Task |
Give the stretch of the data below, from the line containing "# test: point out the black" through the last line of the data, as a numbered list, leaving out any blank lines.

Data supplied |
▬▬▬

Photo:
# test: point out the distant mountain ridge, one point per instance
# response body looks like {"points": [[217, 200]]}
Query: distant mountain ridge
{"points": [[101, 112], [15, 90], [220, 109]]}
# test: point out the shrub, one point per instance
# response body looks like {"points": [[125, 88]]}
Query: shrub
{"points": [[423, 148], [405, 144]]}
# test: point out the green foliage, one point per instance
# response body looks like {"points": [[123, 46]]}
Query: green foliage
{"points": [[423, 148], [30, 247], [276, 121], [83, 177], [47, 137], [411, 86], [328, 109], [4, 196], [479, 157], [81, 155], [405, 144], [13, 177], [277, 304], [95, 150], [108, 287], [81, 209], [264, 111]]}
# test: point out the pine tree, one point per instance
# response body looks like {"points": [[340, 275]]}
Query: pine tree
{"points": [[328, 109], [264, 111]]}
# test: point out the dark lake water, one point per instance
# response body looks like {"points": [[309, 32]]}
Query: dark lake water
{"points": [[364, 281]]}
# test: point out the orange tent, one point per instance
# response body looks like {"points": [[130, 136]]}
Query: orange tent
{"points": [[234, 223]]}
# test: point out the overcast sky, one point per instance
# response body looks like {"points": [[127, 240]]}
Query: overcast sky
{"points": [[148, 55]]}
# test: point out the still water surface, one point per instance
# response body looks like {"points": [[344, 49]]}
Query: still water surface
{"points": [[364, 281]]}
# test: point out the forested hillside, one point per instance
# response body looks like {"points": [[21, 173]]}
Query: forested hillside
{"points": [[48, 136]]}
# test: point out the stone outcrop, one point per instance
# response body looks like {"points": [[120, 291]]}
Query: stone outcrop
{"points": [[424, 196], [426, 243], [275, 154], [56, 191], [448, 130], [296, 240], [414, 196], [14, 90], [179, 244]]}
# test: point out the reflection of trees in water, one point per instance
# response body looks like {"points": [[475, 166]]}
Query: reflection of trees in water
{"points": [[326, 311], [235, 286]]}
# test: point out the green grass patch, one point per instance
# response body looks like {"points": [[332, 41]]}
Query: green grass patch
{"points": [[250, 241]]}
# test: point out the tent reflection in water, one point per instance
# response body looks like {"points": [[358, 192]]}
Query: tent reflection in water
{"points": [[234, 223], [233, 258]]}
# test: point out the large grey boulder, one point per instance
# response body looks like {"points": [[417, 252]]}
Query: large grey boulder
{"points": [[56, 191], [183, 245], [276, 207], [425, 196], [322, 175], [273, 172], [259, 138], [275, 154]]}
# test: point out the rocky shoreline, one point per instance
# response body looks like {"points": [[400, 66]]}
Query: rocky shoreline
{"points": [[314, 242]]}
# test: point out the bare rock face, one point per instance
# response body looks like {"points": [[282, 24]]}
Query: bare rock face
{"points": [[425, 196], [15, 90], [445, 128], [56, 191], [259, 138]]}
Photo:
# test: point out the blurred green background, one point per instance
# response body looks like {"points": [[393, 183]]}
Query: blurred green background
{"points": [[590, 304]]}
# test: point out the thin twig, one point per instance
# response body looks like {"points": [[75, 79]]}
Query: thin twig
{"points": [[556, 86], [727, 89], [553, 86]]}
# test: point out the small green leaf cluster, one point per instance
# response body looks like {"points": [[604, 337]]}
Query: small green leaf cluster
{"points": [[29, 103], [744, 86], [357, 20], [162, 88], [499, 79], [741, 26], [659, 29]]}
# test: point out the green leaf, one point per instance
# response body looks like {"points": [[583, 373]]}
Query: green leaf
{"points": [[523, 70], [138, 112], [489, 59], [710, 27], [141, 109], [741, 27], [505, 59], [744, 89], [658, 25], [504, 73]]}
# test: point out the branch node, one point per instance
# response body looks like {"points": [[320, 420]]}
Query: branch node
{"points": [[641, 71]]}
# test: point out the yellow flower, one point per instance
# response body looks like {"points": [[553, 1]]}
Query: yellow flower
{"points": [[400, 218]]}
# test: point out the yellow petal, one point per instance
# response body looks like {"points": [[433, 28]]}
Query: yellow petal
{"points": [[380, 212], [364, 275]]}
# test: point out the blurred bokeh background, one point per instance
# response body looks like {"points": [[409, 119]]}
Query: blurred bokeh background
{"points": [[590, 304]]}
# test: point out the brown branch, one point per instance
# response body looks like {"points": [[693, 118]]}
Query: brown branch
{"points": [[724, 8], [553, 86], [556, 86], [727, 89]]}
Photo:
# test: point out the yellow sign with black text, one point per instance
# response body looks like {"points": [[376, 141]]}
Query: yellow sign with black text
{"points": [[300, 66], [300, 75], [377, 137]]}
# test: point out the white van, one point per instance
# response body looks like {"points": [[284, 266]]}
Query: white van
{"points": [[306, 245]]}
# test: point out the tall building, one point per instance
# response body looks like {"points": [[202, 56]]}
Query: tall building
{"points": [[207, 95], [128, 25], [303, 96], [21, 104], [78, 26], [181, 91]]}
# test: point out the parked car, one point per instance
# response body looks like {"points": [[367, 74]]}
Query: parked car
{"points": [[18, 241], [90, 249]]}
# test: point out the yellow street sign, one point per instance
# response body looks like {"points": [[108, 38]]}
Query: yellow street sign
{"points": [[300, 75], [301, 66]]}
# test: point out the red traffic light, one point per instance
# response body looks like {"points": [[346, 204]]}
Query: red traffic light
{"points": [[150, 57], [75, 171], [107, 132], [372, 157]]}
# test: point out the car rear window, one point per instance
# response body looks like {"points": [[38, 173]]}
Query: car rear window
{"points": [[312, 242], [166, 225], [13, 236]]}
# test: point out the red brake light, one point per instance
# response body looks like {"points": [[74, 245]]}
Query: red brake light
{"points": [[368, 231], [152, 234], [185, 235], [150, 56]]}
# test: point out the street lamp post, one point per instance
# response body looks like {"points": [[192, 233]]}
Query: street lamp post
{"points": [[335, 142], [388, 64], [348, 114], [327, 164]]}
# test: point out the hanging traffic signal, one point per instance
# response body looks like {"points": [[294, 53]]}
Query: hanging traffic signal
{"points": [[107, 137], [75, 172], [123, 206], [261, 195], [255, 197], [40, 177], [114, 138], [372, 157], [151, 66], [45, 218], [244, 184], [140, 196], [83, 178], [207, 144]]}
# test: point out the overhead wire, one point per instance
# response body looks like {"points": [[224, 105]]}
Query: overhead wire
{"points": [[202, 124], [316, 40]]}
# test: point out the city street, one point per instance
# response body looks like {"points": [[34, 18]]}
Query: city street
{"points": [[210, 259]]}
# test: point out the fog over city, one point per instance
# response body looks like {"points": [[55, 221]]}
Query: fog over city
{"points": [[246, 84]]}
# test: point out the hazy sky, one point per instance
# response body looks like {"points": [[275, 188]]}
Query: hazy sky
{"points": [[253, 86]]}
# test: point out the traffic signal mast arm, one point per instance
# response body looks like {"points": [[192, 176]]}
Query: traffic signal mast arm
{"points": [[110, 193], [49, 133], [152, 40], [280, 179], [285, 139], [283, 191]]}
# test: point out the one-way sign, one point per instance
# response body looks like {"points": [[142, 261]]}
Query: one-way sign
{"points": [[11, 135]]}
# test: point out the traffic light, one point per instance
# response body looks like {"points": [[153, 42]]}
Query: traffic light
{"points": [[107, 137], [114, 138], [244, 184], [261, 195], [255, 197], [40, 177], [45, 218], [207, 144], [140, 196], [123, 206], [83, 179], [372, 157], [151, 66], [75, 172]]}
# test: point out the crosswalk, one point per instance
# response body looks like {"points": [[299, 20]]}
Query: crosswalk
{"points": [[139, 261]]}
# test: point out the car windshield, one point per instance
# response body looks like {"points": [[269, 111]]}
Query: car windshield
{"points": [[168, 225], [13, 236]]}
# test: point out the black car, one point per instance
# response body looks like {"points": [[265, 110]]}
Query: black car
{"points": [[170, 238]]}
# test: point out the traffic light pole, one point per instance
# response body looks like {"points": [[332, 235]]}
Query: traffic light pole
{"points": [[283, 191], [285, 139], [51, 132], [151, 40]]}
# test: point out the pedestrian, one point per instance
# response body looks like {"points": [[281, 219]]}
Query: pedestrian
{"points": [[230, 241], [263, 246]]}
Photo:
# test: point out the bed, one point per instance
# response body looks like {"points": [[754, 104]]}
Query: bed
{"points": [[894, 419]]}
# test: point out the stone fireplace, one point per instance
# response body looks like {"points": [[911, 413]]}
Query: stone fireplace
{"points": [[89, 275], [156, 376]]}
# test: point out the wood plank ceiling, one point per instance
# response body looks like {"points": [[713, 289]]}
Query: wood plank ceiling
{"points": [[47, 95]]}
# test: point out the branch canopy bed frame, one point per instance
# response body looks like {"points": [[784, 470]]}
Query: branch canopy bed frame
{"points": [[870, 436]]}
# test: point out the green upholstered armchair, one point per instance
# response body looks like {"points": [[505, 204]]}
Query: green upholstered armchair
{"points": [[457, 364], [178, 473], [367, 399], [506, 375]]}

▬▬▬

Final answer |
1. # test: point out the black car, one point per instance
2. # response body looks like {"points": [[265, 110]]}
3. Query: black car
4. {"points": [[170, 238]]}
5. # test: point out the traffic light pole, one point per instance
6. # response body looks like {"points": [[332, 235]]}
7. Query: traffic light pole
8. {"points": [[283, 191], [285, 139], [51, 132], [151, 40]]}
9. # test: point out the pedestrian, one point per instance
10. # response body looks like {"points": [[281, 219]]}
11. Query: pedestrian
12. {"points": [[230, 241], [263, 246]]}
13. Photo:
14. # test: point out the bed, one point per instance
15. # response body looks like {"points": [[754, 104]]}
16. Query: bed
17. {"points": [[894, 419]]}
18. # test: point out the stone fireplace, one point per instance
19. # response body looks like {"points": [[911, 413]]}
20. Query: stone fireplace
21. {"points": [[89, 275], [156, 376]]}
22. # test: point out the wood plank ceiling, one point per instance
23. # response body looks like {"points": [[713, 289]]}
24. Query: wood plank ceiling
25. {"points": [[47, 95]]}
26. # test: point out the branch canopy bed frame, one point per instance
27. # response body looks like {"points": [[784, 470]]}
28. Query: branch canopy bed frame
29. {"points": [[870, 436]]}
30. # test: point out the green upholstered armchair, one point per instance
31. # response body looks like {"points": [[505, 204]]}
32. Query: green upholstered armchair
33. {"points": [[457, 364], [178, 473], [367, 399], [506, 375]]}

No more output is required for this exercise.